— WORK REQUIRED —
Everything in the listing below from the line containing "Query: concrete median strip" through the line containing "Could you point at the light" must be repeated exactly; the remaining lines are not wanted.
[Start of section]
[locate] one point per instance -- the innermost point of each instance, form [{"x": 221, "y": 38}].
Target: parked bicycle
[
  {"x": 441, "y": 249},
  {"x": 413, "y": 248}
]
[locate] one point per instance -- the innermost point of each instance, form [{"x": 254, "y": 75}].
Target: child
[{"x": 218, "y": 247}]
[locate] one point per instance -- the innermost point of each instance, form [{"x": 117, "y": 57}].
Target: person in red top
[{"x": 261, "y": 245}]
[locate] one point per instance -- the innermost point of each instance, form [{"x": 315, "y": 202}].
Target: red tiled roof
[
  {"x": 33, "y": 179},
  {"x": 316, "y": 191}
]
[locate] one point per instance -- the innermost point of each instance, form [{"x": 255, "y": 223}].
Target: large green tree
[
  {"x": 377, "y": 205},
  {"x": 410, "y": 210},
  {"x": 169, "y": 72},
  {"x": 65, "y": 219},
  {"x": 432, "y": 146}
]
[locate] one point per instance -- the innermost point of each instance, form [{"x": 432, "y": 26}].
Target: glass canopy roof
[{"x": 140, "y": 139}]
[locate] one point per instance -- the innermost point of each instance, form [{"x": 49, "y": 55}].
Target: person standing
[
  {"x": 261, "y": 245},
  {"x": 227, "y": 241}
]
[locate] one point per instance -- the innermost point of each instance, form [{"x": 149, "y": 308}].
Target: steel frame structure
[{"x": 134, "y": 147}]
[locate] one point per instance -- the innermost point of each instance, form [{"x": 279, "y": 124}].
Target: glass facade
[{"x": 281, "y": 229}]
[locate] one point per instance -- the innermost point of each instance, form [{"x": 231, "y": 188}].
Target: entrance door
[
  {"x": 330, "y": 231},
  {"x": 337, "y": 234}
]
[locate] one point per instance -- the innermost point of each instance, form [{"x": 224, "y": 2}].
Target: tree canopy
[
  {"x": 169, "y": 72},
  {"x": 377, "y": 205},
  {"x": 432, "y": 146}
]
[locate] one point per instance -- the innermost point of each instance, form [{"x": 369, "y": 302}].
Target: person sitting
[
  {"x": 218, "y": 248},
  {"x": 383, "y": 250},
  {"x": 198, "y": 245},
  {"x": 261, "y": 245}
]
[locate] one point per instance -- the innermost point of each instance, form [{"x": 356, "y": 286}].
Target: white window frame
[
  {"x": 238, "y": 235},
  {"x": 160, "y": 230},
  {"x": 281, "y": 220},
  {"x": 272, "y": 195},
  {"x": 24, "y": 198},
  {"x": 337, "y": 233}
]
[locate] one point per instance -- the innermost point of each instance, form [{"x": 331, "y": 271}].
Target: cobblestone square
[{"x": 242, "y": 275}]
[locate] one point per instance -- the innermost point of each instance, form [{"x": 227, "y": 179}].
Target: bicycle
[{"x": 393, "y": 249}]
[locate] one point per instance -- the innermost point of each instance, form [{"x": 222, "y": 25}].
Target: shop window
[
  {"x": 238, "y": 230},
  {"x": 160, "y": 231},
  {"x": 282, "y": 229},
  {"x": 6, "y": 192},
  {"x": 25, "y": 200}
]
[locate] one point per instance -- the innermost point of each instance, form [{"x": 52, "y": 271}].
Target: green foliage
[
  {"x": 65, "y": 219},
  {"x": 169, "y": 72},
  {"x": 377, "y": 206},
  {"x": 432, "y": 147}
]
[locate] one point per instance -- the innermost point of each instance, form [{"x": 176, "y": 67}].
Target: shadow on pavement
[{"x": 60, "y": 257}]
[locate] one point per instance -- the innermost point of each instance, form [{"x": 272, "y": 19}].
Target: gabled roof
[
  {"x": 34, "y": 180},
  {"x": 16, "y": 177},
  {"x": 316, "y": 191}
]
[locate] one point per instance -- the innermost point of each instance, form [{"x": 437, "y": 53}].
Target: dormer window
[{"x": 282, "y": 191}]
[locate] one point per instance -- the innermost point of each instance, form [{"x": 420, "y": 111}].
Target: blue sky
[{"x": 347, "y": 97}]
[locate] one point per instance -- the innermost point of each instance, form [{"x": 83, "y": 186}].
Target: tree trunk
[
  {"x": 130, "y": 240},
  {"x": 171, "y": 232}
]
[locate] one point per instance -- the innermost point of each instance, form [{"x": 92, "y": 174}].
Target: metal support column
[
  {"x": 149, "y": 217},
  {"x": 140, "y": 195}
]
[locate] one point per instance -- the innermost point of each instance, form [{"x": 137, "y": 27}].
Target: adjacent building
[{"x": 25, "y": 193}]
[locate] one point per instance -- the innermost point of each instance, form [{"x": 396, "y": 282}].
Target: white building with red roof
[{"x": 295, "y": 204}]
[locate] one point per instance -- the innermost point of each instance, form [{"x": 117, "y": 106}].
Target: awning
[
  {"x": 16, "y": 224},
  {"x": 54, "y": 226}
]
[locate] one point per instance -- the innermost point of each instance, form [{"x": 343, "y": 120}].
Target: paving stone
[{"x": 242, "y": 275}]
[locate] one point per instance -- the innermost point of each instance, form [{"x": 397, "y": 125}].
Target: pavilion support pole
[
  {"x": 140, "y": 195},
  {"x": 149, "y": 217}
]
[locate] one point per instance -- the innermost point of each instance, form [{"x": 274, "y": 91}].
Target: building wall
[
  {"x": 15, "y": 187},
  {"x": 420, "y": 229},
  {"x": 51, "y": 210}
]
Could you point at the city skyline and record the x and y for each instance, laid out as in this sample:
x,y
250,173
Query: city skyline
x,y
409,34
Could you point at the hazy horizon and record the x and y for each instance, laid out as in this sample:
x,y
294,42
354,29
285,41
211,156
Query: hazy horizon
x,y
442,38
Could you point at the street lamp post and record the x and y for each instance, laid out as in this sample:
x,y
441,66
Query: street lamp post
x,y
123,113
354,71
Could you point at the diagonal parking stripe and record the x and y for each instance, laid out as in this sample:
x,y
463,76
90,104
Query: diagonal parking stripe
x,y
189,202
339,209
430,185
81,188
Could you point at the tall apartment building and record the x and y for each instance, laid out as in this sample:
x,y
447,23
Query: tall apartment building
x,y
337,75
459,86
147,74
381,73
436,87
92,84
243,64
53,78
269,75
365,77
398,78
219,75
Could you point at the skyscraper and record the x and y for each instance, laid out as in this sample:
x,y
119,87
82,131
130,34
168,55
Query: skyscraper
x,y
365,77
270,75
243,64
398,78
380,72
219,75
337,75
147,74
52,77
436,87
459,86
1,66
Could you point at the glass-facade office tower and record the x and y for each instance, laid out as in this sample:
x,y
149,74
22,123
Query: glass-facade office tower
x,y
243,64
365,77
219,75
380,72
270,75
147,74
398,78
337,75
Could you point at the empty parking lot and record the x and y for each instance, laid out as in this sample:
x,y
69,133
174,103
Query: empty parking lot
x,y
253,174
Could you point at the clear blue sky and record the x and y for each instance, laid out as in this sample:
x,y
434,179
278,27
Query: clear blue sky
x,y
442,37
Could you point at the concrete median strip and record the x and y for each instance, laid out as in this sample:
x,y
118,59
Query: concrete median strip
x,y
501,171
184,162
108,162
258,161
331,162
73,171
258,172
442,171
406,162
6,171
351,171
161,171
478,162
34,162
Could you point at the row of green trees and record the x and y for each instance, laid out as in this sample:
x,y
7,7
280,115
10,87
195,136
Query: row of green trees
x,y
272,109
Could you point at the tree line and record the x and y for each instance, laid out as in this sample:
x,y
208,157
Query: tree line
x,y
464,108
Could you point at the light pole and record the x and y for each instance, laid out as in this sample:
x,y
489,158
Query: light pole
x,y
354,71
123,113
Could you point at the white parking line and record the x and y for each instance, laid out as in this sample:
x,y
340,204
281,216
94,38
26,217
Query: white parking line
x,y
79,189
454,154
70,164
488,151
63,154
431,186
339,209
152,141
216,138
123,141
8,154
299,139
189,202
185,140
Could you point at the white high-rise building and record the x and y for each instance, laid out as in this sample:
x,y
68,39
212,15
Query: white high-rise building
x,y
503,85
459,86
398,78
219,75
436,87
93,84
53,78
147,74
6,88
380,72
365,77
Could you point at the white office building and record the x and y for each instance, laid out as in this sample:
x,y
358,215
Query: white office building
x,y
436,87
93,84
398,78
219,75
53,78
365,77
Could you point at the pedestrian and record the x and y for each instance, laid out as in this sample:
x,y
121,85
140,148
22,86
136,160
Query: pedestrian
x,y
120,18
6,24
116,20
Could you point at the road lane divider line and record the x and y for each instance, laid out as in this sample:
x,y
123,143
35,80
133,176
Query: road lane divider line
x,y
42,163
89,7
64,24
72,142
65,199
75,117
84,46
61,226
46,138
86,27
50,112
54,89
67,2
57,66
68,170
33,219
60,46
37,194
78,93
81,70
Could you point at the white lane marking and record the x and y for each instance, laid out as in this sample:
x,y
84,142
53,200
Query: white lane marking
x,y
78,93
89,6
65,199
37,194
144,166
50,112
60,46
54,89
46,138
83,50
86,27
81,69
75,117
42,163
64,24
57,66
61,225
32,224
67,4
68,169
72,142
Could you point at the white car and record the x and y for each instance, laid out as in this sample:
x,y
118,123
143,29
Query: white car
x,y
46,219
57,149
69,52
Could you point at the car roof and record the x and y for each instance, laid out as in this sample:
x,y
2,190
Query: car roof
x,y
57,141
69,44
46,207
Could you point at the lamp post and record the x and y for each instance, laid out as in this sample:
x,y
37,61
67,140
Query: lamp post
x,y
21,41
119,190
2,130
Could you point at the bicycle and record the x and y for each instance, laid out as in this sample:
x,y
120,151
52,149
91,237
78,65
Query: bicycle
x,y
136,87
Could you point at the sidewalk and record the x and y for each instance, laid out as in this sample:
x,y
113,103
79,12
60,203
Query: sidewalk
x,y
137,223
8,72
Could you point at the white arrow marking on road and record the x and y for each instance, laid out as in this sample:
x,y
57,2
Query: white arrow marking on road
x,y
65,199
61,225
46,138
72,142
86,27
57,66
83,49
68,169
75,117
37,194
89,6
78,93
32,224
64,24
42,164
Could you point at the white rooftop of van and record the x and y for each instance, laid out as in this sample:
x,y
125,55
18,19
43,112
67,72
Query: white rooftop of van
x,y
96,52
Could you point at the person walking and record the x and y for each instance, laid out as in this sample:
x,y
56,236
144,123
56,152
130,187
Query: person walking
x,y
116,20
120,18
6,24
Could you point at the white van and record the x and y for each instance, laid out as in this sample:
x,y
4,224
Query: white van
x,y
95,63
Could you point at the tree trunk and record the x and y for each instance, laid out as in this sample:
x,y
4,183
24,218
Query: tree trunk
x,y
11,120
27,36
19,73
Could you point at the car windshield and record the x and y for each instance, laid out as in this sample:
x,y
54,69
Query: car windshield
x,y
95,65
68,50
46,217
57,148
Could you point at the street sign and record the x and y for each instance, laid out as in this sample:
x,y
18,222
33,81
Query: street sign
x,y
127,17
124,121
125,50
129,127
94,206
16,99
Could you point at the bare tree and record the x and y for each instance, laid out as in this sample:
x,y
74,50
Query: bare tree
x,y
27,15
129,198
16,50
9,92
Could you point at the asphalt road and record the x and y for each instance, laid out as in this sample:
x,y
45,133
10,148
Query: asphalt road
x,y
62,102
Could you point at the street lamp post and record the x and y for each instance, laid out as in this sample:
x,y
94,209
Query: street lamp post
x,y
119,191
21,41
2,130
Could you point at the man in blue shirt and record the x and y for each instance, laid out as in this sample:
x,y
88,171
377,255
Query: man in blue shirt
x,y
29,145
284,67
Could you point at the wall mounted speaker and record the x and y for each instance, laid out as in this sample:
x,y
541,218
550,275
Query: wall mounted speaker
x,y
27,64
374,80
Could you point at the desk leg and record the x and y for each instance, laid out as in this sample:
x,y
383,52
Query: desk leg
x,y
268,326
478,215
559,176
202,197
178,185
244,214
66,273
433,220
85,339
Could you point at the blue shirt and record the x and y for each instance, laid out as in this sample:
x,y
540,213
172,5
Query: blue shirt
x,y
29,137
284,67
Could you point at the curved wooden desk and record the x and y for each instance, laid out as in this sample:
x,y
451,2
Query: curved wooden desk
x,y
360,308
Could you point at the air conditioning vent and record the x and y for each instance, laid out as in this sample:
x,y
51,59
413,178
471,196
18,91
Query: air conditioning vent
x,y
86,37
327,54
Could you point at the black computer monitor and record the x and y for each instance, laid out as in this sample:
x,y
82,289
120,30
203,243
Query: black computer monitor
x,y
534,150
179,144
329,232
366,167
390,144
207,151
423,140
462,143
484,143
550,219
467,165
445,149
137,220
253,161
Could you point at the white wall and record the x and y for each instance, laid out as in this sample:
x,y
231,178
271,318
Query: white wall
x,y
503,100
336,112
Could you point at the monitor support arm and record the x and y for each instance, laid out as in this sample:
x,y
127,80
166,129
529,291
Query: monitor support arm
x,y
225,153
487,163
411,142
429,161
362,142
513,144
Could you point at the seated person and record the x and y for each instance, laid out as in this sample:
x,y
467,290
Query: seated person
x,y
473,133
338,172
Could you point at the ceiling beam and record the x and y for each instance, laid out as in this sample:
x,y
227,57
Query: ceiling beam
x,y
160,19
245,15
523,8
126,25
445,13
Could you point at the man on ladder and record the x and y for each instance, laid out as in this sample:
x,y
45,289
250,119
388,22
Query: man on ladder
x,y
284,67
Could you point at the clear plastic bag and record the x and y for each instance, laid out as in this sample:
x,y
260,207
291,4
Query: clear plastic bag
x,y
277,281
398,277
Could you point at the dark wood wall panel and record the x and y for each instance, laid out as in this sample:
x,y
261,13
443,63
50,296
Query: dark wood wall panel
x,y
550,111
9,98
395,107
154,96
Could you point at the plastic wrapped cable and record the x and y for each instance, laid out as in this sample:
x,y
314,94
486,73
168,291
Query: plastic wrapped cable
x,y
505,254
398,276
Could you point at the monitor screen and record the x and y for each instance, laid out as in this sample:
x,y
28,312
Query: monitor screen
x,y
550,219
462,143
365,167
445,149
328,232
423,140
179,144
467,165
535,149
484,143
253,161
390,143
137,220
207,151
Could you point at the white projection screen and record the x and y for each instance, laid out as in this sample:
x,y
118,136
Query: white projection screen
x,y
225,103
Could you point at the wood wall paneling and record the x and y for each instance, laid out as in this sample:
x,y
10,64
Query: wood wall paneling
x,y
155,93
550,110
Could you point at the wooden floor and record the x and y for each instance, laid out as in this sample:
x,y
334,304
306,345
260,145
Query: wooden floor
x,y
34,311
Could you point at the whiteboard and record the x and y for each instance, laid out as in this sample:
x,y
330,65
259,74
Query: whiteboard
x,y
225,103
[End of section]
— WRITTEN RESPONSE —
Query: concrete median strip
x,y
501,171
184,162
108,162
258,161
331,162
73,171
258,172
442,171
406,162
6,171
351,171
161,171
478,162
34,162
Could you point at the row of green trees and record the x and y for each instance, laid out as in this sample:
x,y
7,7
280,115
10,87
195,136
Query: row of green trees
x,y
272,109
Could you point at the tree line and record the x and y for each instance, laid out as in this sample:
x,y
208,157
Query: tree line
x,y
464,108
Could you point at the light pole and record the x and y for each instance, laid out as in this sample:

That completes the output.